Rename "art deco building" to "brick building" in the lines that begin at the one containing "the art deco" and stop after the one containing "pixel 132 587", and return only those lines with nothing else altered.

— begin Recorded information —

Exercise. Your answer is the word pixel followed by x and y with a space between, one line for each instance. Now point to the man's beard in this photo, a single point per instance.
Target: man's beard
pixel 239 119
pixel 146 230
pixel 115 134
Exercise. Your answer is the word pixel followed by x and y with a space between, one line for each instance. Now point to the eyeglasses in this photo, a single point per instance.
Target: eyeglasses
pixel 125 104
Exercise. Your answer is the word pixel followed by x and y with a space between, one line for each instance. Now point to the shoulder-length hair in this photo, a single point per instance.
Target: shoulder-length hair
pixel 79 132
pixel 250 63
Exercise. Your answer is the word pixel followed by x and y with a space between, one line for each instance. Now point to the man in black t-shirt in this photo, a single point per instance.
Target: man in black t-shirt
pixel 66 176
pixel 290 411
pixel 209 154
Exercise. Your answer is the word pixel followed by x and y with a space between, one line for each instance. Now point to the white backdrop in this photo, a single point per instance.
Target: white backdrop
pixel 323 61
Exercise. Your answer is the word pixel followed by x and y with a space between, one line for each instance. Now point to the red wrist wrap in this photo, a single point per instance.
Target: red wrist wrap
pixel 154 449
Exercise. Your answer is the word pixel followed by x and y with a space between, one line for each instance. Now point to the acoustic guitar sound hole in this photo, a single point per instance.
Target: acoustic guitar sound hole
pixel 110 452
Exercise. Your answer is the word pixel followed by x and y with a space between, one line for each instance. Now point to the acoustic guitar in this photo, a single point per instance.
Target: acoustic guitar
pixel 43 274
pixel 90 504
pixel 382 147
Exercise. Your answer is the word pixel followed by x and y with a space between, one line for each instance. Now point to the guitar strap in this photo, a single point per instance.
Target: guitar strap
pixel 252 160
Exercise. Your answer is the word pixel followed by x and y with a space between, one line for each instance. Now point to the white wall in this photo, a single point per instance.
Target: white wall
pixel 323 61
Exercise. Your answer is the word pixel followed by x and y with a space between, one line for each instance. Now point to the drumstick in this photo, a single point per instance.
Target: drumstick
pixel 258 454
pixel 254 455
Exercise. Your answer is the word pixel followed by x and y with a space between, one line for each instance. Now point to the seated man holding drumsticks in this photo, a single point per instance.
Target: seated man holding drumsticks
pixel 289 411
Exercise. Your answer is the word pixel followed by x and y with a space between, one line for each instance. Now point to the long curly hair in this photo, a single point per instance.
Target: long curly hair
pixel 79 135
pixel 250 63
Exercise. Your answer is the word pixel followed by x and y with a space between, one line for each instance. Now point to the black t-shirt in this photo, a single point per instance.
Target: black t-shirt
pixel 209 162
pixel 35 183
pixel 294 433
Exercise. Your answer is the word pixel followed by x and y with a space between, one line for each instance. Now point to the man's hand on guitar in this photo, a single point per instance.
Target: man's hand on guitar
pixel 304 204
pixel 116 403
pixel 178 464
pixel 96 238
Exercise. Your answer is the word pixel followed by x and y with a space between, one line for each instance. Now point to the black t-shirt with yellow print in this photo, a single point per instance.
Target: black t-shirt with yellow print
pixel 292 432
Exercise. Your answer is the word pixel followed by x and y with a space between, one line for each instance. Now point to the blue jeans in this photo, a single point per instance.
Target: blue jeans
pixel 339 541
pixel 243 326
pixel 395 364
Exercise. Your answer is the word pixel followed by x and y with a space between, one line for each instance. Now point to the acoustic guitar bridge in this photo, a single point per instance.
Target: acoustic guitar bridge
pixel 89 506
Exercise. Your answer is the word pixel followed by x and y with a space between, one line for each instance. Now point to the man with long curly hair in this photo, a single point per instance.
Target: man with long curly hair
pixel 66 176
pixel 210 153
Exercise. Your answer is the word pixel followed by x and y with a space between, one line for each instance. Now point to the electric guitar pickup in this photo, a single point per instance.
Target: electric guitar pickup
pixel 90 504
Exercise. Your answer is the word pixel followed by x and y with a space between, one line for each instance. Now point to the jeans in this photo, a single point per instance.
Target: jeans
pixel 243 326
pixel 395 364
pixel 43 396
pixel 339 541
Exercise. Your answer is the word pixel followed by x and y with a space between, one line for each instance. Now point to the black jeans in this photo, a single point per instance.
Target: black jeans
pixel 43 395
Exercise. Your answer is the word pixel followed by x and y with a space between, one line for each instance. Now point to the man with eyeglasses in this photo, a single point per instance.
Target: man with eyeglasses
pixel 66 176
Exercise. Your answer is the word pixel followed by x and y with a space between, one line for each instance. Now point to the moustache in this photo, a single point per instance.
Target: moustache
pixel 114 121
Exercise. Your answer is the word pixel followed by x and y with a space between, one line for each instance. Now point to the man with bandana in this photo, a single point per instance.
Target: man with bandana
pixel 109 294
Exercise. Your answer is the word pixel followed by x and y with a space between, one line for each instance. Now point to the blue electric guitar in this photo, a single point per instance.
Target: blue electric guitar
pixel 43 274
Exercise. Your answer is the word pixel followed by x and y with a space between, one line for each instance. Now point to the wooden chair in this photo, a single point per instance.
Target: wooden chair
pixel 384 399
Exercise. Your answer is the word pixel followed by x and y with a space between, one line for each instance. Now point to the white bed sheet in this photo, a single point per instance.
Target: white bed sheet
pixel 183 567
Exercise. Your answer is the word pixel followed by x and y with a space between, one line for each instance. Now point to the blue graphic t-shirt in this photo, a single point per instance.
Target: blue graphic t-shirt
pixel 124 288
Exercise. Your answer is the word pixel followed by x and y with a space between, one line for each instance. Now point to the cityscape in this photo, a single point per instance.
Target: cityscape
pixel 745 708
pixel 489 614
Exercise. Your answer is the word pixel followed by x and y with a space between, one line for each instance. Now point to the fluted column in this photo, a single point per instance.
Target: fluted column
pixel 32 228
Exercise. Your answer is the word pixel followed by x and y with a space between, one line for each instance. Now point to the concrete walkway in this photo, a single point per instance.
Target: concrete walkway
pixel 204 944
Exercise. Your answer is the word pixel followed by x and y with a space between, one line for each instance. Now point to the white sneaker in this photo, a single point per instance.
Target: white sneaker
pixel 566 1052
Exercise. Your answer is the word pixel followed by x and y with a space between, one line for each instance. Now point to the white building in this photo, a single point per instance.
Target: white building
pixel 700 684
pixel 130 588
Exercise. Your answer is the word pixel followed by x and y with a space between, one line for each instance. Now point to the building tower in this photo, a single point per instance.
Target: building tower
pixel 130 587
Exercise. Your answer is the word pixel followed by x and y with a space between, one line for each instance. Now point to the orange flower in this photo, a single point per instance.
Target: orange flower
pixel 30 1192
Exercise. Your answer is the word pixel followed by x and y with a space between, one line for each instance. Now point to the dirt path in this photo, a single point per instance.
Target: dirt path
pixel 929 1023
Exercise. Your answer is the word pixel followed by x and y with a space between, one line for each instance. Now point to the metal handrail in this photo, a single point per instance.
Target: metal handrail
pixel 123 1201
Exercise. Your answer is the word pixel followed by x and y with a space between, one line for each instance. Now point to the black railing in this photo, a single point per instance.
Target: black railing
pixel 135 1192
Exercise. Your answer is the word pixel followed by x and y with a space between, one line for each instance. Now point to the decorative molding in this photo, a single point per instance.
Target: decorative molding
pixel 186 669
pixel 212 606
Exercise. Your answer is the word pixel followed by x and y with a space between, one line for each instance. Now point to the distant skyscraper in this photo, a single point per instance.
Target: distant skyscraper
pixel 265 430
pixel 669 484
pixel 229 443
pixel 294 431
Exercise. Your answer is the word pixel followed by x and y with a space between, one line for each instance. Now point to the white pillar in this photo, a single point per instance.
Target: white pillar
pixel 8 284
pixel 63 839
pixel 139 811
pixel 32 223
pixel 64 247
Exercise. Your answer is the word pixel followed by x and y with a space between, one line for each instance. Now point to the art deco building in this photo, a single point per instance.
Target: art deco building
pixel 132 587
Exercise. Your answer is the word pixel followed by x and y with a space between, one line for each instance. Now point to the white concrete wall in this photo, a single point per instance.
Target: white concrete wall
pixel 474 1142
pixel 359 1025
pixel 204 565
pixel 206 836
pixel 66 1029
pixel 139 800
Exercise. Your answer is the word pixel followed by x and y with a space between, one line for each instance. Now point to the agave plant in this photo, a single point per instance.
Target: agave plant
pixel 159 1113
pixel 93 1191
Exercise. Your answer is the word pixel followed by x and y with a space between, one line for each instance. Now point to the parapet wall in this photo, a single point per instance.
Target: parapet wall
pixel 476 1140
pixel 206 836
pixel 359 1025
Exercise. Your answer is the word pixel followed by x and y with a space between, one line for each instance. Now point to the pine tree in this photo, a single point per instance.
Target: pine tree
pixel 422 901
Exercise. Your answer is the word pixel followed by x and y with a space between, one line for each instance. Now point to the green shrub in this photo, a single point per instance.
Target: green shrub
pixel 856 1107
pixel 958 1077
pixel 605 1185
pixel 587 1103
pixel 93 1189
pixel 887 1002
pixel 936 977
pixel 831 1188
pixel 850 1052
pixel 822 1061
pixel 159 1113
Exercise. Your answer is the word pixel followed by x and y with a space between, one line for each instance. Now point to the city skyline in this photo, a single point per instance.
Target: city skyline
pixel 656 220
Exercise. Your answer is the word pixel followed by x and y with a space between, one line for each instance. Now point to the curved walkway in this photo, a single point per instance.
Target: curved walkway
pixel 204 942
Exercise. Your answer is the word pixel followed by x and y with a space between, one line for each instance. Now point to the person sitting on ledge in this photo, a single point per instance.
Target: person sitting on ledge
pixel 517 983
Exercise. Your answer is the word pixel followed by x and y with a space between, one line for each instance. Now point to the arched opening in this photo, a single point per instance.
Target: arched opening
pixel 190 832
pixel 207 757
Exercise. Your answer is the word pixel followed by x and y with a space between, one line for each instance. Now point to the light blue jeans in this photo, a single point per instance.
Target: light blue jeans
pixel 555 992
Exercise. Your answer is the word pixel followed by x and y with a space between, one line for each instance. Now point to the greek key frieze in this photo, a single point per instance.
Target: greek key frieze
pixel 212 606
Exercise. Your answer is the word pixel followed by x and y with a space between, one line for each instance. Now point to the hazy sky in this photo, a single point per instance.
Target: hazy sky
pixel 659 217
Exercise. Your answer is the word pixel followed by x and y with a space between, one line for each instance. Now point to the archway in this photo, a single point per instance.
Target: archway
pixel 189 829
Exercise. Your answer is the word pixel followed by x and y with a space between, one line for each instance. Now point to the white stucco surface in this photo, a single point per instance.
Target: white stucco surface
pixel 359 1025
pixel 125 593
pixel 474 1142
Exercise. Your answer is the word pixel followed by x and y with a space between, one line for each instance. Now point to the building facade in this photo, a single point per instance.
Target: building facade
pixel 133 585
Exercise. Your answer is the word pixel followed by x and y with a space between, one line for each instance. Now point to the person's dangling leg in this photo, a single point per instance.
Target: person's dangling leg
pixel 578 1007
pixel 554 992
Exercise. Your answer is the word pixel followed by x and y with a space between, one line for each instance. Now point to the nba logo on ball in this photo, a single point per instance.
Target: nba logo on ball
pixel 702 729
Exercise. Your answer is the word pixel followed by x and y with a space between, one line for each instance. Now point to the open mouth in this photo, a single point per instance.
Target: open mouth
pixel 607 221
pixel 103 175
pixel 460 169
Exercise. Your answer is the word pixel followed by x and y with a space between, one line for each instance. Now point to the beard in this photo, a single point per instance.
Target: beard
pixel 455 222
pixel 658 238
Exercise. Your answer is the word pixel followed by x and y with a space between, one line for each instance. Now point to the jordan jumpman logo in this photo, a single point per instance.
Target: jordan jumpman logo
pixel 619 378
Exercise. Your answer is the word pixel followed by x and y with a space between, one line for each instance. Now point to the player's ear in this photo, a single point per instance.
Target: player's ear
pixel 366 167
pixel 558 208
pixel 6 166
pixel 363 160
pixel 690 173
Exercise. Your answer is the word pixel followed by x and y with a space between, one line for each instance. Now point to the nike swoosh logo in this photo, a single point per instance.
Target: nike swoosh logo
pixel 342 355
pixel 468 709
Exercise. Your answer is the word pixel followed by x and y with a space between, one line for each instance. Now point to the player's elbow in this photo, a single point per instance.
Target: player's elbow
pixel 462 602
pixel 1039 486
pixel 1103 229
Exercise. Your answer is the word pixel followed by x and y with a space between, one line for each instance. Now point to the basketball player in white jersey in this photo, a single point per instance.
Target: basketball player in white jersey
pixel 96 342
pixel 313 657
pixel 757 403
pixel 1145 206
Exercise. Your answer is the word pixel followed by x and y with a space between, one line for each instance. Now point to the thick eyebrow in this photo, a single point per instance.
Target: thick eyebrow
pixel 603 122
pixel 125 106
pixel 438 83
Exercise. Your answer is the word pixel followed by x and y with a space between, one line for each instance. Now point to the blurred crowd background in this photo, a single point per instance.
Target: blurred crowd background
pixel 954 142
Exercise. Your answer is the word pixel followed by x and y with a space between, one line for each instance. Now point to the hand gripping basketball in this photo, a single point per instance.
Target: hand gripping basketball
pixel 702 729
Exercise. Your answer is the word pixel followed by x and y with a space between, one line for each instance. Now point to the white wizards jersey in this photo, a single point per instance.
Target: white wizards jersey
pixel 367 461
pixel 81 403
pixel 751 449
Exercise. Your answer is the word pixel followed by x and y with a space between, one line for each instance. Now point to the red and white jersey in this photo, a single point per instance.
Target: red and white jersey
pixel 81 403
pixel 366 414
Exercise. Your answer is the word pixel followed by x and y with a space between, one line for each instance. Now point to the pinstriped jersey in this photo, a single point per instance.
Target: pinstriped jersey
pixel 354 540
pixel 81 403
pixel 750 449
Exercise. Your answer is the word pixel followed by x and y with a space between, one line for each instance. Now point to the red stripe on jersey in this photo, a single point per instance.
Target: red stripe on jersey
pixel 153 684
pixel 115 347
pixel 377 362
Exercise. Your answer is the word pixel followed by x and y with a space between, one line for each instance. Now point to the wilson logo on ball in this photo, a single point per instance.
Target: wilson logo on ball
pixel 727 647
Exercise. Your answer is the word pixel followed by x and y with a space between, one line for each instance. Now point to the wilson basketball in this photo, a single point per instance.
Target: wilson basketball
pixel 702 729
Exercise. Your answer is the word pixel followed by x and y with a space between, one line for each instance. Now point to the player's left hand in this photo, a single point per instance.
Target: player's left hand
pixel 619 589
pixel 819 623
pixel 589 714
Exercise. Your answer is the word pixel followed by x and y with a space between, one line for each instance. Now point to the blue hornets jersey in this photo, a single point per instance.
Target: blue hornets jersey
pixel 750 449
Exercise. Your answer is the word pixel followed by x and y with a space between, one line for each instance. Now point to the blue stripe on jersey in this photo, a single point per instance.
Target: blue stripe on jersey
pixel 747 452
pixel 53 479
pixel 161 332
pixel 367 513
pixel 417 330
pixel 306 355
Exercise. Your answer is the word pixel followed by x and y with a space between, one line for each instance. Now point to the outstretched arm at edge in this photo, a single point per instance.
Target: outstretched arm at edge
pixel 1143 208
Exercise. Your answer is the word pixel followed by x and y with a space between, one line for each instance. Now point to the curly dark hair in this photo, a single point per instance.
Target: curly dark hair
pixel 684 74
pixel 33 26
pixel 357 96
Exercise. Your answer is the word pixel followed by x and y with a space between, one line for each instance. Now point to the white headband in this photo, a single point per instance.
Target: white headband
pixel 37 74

— end Recorded information —

* [Expected output]
Exercise. Your answer is the word pixel followed by x and y with a space between, one line for each instance. Now point to the brick building in this photo, a single point per instance.
Target: brick building
pixel 132 587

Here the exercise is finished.